- **WHAT YOU WILL DO**:
Give again exactly the lines that run from the start of the records to the line holding "[(453, 776), (366, 1002), (808, 936)]", both ends counted. Do not include the pictures.

- **AVAILABLE DATA**:
BEGIN

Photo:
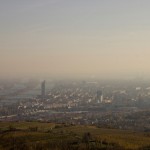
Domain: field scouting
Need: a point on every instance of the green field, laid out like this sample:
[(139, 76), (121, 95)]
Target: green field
[(44, 136)]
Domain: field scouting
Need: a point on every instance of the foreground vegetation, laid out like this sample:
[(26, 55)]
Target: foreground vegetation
[(45, 136)]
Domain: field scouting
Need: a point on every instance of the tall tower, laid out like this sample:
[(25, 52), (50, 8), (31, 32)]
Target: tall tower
[(99, 96), (43, 89)]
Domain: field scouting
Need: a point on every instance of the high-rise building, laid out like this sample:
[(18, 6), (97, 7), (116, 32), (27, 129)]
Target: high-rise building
[(43, 89), (99, 96)]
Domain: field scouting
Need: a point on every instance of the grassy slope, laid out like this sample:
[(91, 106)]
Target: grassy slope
[(52, 132)]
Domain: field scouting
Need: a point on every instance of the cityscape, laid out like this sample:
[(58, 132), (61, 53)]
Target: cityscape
[(122, 104)]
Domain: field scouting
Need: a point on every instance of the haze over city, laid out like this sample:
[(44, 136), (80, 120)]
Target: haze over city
[(74, 38)]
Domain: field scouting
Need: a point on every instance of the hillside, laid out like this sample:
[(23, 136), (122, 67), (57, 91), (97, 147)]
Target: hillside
[(44, 136)]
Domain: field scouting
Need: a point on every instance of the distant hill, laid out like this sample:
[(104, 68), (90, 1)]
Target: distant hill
[(50, 136)]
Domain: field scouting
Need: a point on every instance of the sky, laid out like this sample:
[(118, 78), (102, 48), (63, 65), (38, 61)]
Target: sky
[(74, 38)]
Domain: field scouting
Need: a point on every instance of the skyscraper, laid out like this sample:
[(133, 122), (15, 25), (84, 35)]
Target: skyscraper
[(43, 89), (99, 96)]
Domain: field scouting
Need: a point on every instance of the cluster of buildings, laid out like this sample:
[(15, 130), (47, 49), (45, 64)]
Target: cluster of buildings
[(77, 102)]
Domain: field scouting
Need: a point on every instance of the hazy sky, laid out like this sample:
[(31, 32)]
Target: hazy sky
[(74, 38)]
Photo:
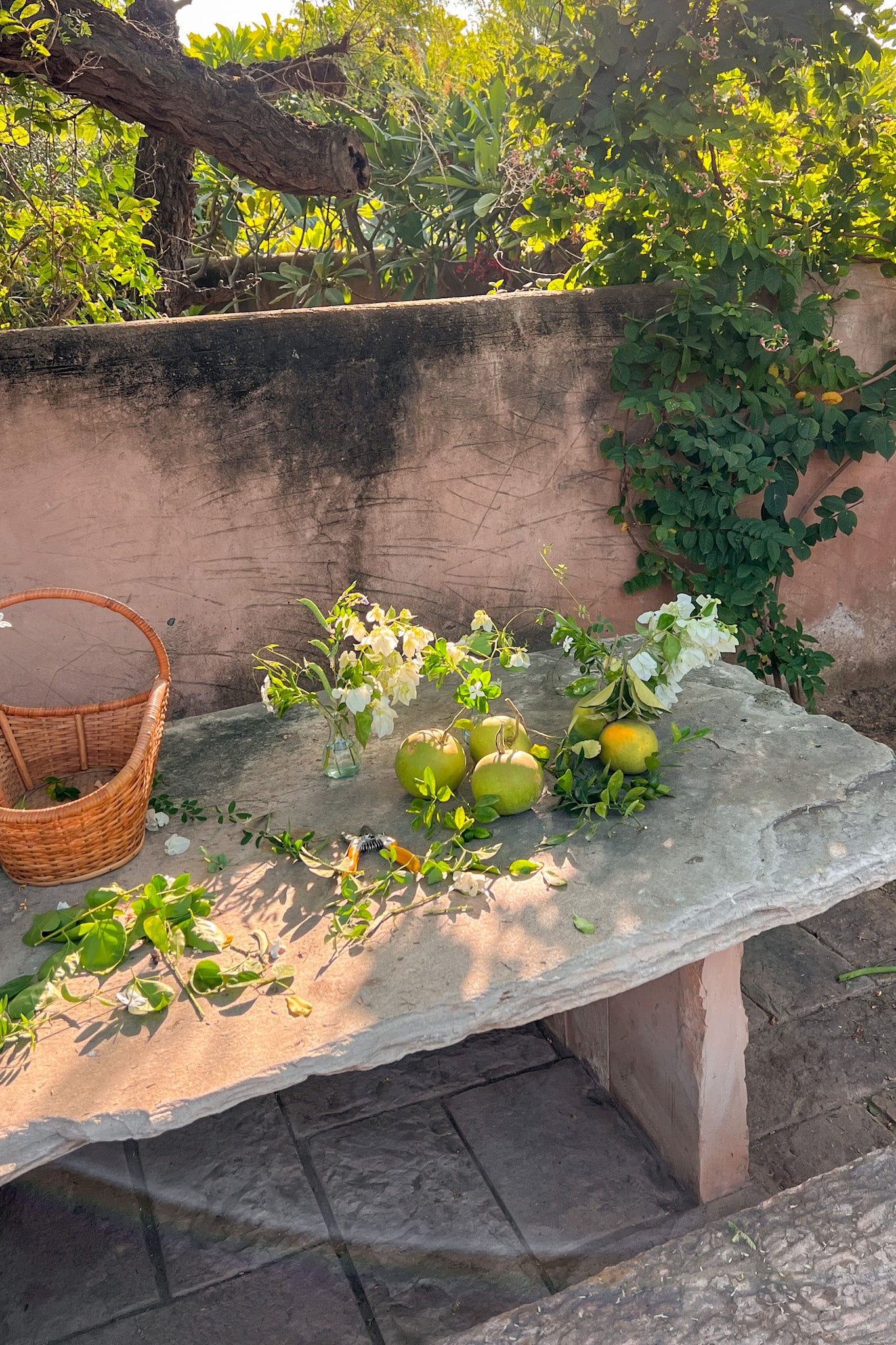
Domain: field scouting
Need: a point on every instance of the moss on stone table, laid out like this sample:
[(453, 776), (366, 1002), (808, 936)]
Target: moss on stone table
[(777, 817)]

END

- **WRITTEN ANSWER**:
Photo:
Domain: field scouting
Need: a point on every instance of the green field, laid out like this sample:
[(139, 76), (121, 95)]
Target: green field
[(44, 136)]
Domain: field scouting
Need: a point on every instance of the foreground vegetation, laid out like this sample:
[(26, 55)]
Target: foreground vegetation
[(45, 136)]
Domain: field scouting
Need: a point on every instance of the tall tower, laid out like this sample:
[(25, 52), (50, 8), (31, 32)]
Target: tall tower
[(99, 96), (43, 89)]
Domain: field scouting
Need: a point on every instance of the high-rise building, laid out like this sample:
[(18, 6), (97, 7), (116, 32), (27, 129)]
Target: high-rise building
[(43, 89), (99, 96)]
Domain: field scouting
Need: a point on every instance of the grassy slope, laid out like this sample:
[(91, 106)]
Target: grassy slope
[(52, 132)]
Domain: field scouting
Need: a point on every instance of the cityscape, laid out like this sample:
[(58, 132), (61, 53)]
Target: cityscape
[(122, 104)]
Domain: field scouting
Need: a point on every instance of the haze over city, laid out like this sample:
[(44, 136), (80, 120)]
Target: haze over city
[(74, 38)]
Domain: field scouting
Need: a point on every instance of the hillside, laid out like this sample:
[(23, 136), (122, 67), (57, 91), (97, 147)]
Target: hillside
[(44, 136)]
Domain: field scouting
Need: a point on every instance of the distant hill, laid out like this sample:
[(104, 68), (90, 1)]
Target: distant hill
[(50, 136)]
Domain: field scouting
Need: a point on every instance of the sky, laid out like this sample:
[(118, 78), (102, 48), (63, 65), (38, 61)]
Target: sky
[(74, 38)]
Domain: field scouting
Need: a point on every instance of the skyscraper, laid out like this sample:
[(133, 122), (15, 25), (84, 35)]
Target: skyscraper
[(43, 89), (99, 96)]
Domain: field scouting
Need: a point on every instance of the cluster of buildings, laid out like this sample:
[(15, 130), (47, 49), (45, 64)]
Target: cluster of buildings
[(77, 102)]
Domain: field scouting
Need: a point on every instance of the hazy sky, laid out like this sample:
[(31, 32)]
Target: hazy sky
[(74, 38)]
Photo:
Domain: field scouting
Need: a point on every instance of the moss on stone table, laid out like this sample:
[(453, 776), (366, 1002), (808, 936)]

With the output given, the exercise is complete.